— Start MATERIAL PROVIDED —

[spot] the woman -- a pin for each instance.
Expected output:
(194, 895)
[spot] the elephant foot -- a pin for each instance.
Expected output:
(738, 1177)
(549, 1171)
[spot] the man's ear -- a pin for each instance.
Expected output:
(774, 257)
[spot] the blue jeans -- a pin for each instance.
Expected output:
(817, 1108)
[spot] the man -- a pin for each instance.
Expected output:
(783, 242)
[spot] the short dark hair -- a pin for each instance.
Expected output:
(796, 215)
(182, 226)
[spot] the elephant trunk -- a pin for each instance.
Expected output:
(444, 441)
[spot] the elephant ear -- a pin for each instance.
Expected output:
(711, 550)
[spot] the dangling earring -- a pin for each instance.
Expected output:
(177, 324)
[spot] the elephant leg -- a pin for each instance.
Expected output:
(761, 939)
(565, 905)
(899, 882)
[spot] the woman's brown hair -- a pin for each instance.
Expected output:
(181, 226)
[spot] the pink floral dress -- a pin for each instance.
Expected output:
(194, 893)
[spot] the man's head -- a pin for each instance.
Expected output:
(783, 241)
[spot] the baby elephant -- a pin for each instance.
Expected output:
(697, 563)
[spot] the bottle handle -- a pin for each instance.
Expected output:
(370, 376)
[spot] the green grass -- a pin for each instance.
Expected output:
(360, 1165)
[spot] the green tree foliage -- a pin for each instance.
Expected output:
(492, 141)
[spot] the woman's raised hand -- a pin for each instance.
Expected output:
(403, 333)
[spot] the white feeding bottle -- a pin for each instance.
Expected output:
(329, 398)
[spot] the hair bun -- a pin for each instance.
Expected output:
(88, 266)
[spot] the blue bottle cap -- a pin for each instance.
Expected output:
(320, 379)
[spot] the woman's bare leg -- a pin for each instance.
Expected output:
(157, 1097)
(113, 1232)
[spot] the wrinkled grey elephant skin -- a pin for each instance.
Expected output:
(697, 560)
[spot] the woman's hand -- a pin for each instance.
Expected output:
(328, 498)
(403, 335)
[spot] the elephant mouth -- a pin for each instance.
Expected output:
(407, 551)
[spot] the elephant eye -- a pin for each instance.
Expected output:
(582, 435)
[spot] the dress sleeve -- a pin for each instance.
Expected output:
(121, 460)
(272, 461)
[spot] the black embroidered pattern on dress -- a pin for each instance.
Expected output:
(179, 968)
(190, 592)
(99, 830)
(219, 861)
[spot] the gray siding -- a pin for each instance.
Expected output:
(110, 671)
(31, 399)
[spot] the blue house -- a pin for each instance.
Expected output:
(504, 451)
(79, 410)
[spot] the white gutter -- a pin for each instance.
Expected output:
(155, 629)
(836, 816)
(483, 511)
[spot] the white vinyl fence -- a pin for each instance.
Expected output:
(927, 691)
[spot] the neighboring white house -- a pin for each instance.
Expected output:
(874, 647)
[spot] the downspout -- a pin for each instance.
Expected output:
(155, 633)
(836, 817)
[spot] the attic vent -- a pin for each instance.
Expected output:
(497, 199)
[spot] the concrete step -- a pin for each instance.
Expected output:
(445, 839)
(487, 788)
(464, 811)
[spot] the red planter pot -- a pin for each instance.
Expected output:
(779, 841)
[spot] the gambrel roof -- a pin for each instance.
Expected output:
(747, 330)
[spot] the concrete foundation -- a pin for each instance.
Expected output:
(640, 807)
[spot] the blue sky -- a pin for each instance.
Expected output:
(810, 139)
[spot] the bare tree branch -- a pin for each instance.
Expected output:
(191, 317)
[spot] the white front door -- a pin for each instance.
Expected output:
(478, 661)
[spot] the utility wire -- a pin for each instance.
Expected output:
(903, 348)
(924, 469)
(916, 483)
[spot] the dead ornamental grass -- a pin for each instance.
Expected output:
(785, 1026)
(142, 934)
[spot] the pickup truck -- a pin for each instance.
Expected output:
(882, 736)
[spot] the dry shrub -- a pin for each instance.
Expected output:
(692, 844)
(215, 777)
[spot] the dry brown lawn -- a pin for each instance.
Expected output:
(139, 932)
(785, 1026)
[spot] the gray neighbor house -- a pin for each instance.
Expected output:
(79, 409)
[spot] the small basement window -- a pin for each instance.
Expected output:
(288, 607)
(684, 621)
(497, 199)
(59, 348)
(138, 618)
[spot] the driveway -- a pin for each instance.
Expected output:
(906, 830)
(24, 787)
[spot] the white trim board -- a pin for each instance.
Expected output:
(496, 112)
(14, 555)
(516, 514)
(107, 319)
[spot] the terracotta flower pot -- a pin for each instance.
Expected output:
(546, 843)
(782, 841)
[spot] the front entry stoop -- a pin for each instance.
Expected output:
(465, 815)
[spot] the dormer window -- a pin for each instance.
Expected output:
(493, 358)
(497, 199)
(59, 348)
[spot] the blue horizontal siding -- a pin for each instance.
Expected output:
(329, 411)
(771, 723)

— End MATERIAL PROVIDED —

WRITTEN EXERCISE
Rewrite the listing from its first line through the line containing "(817, 1108)", with "elephant foot" replaced by "elephant's foot" and everything else left unchanged.

REPLY
[spot] the woman -- a pin for each instance.
Expected output:
(194, 895)
[spot] the elephant's foot -- a pin for each instance.
Expected output:
(738, 1177)
(549, 1171)
[spot] the man's ear -- a pin for each instance.
Expected output:
(774, 257)
[spot] the blue jeans -- a pin for each instance.
Expected output:
(817, 1108)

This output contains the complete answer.